- Given information -
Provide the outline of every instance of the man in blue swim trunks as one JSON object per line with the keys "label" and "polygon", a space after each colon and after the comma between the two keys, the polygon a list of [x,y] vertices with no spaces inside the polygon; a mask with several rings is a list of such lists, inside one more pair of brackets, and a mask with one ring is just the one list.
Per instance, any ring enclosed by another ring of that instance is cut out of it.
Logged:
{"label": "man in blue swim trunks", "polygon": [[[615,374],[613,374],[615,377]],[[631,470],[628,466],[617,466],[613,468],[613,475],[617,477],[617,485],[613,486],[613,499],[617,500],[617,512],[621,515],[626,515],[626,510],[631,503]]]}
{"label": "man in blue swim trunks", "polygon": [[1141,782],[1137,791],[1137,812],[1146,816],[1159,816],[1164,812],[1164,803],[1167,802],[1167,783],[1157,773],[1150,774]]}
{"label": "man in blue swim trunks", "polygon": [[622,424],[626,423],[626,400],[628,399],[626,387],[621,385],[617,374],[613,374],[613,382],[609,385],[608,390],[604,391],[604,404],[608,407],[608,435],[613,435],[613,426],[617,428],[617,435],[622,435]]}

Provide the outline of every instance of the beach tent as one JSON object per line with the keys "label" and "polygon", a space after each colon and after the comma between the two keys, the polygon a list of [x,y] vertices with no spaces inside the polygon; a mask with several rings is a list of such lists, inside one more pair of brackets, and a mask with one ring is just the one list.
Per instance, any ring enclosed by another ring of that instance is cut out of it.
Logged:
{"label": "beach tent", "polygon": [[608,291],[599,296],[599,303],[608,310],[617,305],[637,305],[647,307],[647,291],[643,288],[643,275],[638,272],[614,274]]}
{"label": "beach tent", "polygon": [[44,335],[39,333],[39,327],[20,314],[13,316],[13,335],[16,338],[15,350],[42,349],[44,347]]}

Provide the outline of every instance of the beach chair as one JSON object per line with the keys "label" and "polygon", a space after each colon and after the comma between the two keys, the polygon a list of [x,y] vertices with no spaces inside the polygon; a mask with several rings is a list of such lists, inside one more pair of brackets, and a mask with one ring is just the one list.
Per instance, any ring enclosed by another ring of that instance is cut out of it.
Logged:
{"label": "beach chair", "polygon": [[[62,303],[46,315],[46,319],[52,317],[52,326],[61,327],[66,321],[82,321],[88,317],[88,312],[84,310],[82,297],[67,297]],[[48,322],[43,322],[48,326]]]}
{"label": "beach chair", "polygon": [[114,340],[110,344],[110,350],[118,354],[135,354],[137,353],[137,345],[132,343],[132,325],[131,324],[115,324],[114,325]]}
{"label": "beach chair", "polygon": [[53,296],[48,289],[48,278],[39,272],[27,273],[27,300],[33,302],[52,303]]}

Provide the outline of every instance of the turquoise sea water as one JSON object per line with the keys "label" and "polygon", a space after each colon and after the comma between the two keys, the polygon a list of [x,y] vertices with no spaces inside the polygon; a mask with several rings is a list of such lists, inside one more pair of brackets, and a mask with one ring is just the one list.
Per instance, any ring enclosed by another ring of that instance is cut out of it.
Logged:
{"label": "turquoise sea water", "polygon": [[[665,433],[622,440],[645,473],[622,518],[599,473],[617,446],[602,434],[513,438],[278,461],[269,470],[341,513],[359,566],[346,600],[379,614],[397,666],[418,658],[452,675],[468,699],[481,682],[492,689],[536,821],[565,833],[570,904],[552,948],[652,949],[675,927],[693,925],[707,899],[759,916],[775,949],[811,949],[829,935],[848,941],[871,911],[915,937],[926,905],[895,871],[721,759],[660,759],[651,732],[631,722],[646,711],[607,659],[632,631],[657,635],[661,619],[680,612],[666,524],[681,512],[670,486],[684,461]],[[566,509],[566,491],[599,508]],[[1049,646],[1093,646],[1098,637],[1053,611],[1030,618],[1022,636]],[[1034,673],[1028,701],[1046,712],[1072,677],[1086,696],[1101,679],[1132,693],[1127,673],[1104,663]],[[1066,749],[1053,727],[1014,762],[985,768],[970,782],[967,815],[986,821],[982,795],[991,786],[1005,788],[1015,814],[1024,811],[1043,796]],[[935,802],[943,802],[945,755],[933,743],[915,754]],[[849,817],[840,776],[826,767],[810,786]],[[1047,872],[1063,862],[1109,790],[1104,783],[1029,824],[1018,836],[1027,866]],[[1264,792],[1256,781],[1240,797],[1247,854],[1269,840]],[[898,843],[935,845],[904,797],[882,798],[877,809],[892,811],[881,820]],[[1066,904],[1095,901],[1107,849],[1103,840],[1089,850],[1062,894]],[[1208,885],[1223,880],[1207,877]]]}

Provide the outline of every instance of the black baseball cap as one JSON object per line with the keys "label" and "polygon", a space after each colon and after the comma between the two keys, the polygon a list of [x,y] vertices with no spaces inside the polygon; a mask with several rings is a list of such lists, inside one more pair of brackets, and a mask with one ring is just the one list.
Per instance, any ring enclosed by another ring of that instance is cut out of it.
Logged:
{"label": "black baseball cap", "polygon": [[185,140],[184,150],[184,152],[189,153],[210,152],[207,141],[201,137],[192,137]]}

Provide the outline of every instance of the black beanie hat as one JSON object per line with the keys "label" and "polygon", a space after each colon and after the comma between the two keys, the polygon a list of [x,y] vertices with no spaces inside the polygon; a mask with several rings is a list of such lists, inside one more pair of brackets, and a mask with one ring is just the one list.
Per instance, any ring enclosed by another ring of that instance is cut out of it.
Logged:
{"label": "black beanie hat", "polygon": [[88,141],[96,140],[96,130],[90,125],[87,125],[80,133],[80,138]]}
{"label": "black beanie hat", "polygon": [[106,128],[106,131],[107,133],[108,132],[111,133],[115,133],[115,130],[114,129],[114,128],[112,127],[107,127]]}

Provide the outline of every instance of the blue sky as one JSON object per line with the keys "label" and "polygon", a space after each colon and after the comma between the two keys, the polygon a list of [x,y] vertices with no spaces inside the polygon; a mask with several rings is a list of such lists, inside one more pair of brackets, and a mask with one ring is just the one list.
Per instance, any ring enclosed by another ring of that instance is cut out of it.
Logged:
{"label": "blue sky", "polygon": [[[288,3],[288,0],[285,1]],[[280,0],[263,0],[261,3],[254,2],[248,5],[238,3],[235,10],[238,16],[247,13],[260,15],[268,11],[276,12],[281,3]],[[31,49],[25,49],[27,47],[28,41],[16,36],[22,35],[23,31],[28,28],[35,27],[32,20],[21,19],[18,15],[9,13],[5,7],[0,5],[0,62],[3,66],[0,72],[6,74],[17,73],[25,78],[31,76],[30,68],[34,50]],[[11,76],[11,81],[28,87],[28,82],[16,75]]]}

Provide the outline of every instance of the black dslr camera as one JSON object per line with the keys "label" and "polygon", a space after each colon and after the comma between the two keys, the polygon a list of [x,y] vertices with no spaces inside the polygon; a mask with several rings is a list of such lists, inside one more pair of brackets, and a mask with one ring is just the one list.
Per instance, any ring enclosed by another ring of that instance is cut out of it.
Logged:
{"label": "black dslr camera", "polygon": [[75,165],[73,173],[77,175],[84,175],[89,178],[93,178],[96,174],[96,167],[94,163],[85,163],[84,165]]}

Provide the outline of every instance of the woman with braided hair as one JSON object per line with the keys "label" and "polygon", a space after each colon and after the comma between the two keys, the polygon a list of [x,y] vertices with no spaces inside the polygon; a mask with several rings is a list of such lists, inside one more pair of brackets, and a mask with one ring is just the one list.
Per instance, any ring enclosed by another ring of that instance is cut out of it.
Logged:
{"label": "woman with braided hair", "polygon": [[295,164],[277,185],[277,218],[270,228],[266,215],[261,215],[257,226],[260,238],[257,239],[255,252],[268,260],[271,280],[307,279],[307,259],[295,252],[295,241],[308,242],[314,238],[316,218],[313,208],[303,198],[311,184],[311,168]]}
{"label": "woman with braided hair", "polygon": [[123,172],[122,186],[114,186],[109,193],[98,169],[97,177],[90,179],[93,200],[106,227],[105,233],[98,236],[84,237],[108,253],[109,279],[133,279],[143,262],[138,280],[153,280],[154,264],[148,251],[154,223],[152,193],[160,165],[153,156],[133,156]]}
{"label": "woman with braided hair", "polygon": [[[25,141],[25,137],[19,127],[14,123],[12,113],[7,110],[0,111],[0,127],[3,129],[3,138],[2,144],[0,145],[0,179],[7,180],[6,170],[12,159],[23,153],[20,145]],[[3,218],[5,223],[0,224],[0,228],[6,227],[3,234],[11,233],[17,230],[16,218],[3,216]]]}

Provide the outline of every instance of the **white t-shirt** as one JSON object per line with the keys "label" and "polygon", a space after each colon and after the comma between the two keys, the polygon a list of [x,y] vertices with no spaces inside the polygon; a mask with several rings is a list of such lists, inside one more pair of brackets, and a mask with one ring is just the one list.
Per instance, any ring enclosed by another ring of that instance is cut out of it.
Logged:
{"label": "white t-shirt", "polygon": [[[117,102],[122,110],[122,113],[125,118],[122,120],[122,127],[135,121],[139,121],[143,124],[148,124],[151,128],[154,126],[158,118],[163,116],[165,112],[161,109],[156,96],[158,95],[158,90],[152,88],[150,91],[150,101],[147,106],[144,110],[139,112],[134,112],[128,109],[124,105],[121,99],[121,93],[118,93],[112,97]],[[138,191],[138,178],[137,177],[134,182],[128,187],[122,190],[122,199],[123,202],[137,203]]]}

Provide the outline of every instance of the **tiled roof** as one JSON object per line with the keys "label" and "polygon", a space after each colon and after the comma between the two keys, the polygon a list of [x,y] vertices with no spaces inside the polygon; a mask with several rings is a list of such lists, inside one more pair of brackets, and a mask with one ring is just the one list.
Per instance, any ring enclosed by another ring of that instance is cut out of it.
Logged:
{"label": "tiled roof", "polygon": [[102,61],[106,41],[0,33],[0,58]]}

- The problem -
Beginning at the line where "Provide the outline of every instance of the **tiled" appears, extract each line through the end of the data above; keep them exact and include nothing else.

- Output of the task -
Provide the outline of every instance of the **tiled roof** as one JSON object per line with the keys "label" and "polygon", a space after each colon and after the comma between the two keys, the polygon a list of [x,y] vertices with no spaces inside the polygon; a mask with several rings is a list of such lists, inside one more pair of brackets, and a mask with one ring is just the one list.
Per instance, any ring enclosed by another ring of that instance is cut out of it.
Logged:
{"label": "tiled roof", "polygon": [[102,61],[106,41],[0,33],[0,58]]}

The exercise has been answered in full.